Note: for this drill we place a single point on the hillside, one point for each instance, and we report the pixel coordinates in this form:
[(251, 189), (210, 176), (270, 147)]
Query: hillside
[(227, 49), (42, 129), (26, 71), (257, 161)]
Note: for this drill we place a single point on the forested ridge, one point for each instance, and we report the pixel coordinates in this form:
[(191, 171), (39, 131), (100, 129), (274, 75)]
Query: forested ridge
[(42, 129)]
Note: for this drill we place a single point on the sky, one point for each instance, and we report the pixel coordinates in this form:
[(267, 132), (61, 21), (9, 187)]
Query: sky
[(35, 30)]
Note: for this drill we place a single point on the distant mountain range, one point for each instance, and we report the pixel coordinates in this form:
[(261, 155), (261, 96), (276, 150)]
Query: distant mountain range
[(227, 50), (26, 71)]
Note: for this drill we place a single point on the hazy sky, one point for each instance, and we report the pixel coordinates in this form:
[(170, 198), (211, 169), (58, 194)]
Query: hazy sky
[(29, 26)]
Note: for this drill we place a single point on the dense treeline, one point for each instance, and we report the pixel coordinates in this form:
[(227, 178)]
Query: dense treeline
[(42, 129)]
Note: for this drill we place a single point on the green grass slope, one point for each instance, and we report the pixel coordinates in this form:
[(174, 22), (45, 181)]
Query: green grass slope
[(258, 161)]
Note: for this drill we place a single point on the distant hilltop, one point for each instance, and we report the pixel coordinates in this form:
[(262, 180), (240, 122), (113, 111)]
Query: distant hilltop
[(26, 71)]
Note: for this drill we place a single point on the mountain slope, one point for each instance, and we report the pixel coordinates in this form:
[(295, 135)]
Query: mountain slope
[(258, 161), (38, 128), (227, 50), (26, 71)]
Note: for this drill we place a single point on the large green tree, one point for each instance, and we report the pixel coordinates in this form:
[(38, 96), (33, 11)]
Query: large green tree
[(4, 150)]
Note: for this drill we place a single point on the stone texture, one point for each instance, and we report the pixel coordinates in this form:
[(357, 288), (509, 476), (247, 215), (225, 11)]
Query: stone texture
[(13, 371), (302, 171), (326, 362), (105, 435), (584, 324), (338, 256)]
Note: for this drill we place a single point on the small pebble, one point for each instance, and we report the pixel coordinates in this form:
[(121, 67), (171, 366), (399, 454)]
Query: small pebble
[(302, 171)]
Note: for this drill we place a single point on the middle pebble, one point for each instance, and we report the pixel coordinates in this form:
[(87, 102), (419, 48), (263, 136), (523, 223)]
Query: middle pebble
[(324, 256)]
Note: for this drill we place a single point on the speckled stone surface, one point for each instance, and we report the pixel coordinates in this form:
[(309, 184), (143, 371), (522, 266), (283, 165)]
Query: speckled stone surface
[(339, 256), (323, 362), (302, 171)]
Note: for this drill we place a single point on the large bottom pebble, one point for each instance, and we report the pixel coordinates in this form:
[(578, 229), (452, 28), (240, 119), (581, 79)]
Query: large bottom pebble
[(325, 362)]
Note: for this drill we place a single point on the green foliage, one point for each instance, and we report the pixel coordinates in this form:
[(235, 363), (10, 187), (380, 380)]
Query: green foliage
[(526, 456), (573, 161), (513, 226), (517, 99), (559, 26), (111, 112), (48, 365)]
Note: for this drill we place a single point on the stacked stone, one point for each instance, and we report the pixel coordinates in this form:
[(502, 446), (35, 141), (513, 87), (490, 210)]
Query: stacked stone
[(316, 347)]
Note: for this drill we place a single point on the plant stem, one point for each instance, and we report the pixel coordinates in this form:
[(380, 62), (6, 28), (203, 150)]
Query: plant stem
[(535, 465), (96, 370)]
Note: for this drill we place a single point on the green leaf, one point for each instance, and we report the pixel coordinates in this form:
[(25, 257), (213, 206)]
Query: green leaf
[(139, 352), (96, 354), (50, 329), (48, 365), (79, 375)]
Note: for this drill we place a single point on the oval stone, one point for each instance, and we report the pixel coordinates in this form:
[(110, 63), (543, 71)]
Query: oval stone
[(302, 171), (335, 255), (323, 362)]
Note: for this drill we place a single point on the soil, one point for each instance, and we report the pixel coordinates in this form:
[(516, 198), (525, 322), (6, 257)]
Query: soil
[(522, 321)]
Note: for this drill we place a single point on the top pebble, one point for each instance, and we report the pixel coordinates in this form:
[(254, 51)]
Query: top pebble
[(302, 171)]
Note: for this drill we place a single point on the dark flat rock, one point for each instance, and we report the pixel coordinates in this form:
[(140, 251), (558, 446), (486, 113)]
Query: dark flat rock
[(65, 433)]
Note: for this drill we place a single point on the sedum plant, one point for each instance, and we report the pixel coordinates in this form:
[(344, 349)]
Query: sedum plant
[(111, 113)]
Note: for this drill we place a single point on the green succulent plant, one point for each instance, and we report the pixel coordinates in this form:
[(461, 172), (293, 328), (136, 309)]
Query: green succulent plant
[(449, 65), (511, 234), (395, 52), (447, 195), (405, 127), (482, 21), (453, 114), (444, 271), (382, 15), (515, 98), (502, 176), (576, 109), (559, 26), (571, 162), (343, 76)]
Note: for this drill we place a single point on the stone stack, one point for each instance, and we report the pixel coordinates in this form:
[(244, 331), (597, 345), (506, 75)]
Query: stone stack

___

◆ **Assigned task**: Reproduce the listing in full. Keep it exactly as written.

◆ **Answer box**:
Note: for this drill we place a single point on the hillside, one point for each instance, and we report the pixel coordinates in this form:
[(251, 189), (210, 176), (270, 147)]
Query: hillside
[(227, 49), (42, 129), (26, 71), (257, 161)]
Note: for this drill we place a single point on the forested ridge, one point for each instance, and we report the pixel coordinates in this form:
[(191, 171), (39, 131), (100, 129), (274, 75)]
Query: forested ridge
[(42, 129)]
Note: for this drill we place a single point on the sky, one point for each instance, and we report the pixel coordinates in this form:
[(267, 132), (61, 21), (9, 187)]
Query: sky
[(35, 30)]
Note: for this drill we place a single point on the distant mountain range, one point for each instance, and we report the pixel coordinates in this form:
[(261, 155), (261, 96), (276, 150)]
Query: distant mountain range
[(227, 50), (26, 71)]
Note: for this drill we place a single point on the hazy sky, one point for each instance, and we report the pixel coordinates in this form:
[(170, 198), (211, 169), (58, 194)]
Query: hazy sky
[(29, 26)]
Note: for this drill we place a single point on the dense treeline, one point for each instance, and we report the pixel coordinates in this form:
[(227, 178)]
Query: dense treeline
[(42, 129)]
Note: for this drill we place a single point on the green grass slope, one point for each instance, and we report the pixel coordinates in this form:
[(174, 22), (45, 181)]
Query: green grass slope
[(258, 161)]
Note: for this drill we place a single point on the distant hilltop, one point for each instance, and we report the pixel coordinates in this form:
[(262, 180), (240, 122), (113, 111)]
Query: distant hilltop
[(26, 71)]
Note: for this drill we place a single point on the mountain slope, one point for each instance, and we report the pixel coordinates in this form:
[(295, 135)]
Query: mountain slope
[(258, 161), (38, 128), (227, 50), (26, 71)]
Note: for this drill we place a single point on the large green tree, one point for each instance, and we report the pixel coordinates in this form:
[(38, 96), (33, 11)]
Query: large green tree
[(4, 150)]
Note: for this drill we place a single point on the stone texture, one point for each instance, and we report the pixel coordinates in this form:
[(357, 288), (509, 476), (247, 215), (225, 11)]
Query: stone texture
[(13, 371), (302, 171), (326, 362), (105, 435), (584, 324), (338, 256)]
Note: for this drill we place a single point on the small pebble, one point for each instance, and we report the pixel coordinates in this form:
[(121, 67), (171, 366), (399, 454)]
Query: small pebble
[(302, 171)]
Note: for this drill we place a single point on the middle pebble, one point for each instance, and we report the pixel coordinates in this form:
[(87, 102), (419, 48), (263, 136), (523, 223)]
Query: middle pebble
[(324, 256)]
Note: for this drill we place a single point on the speckled stone surface, one point for each instance, and we report the pixel coordinates in this form:
[(309, 184), (143, 371), (522, 266), (283, 165)]
Query: speckled stone surface
[(339, 256), (323, 362), (302, 171)]
Note: for this drill we place a single point on the large bottom pebble, one point for each instance, and we report the pixel coordinates in this form:
[(578, 229), (452, 28), (240, 119), (581, 79)]
Query: large bottom pebble
[(325, 362)]
Note: for this drill we place a single point on the green foliage, one point for each instance, and we report the pixel coordinates in this form:
[(235, 363), (10, 187), (380, 380)]
Query: green foliage
[(526, 456), (573, 161), (513, 226), (517, 99), (559, 26), (111, 112), (48, 365)]
Note: for this drill we place a single point on the stacked stone, one point for each instance, and we report the pixel coordinates in this form:
[(502, 446), (35, 141), (513, 87), (490, 210)]
Query: stacked stone
[(316, 347)]
Note: for this drill we place a single point on the plant stem, one point for each instance, and we report the pixel coordinates in this form:
[(380, 62), (6, 28), (203, 150)]
Query: plant stem
[(535, 465), (96, 370)]
Note: for this drill we place a single point on the green leaf, one point for each instance, and we report the pixel coordinates in this form:
[(25, 257), (213, 206)]
Query: green leaf
[(139, 352), (96, 354), (50, 329), (48, 365), (79, 375)]
Note: for this drill we place a single point on the oval stone, one point for each instance, and we report the pixel coordinates in this form:
[(110, 63), (543, 71)]
Query: oval stone
[(302, 171), (335, 255), (323, 362)]
Note: for this drill we place a single point on the soil, one point for each instance, and we report the pixel coordinates in this form:
[(516, 198), (525, 322), (6, 257)]
Query: soil
[(522, 321)]
Note: for this drill we place a single point on the top pebble, one point for each instance, and we report the pixel coordinates in this form:
[(254, 51)]
Query: top pebble
[(302, 171)]
Note: for this drill we place a single point on the dark flat rock, one point for each instance, and we report the pixel coordinates in this form:
[(140, 251), (558, 446), (486, 113)]
Query: dark flat rock
[(65, 433)]
Note: for this drill we place a single point on the sedum plant, one point for each instance, and we report the pixel coordinates in this form:
[(344, 349)]
Query: sedum plant
[(111, 113)]
Note: for this drill we place a single point on the green succulent plant, one point for each instance, and we report the pixel coordinates in this form:
[(461, 172), (293, 328), (136, 309)]
Query: green succulent plant
[(449, 65), (511, 234), (395, 52), (447, 195), (405, 127), (482, 21), (453, 114), (444, 271), (382, 15), (515, 98), (502, 176), (576, 109), (559, 26), (571, 162), (343, 76)]
Note: for this drill we place a single point on the stone stack, one point for each instance, and we report the pixel coordinates in this form:
[(244, 331), (597, 345), (506, 75)]
Query: stone stack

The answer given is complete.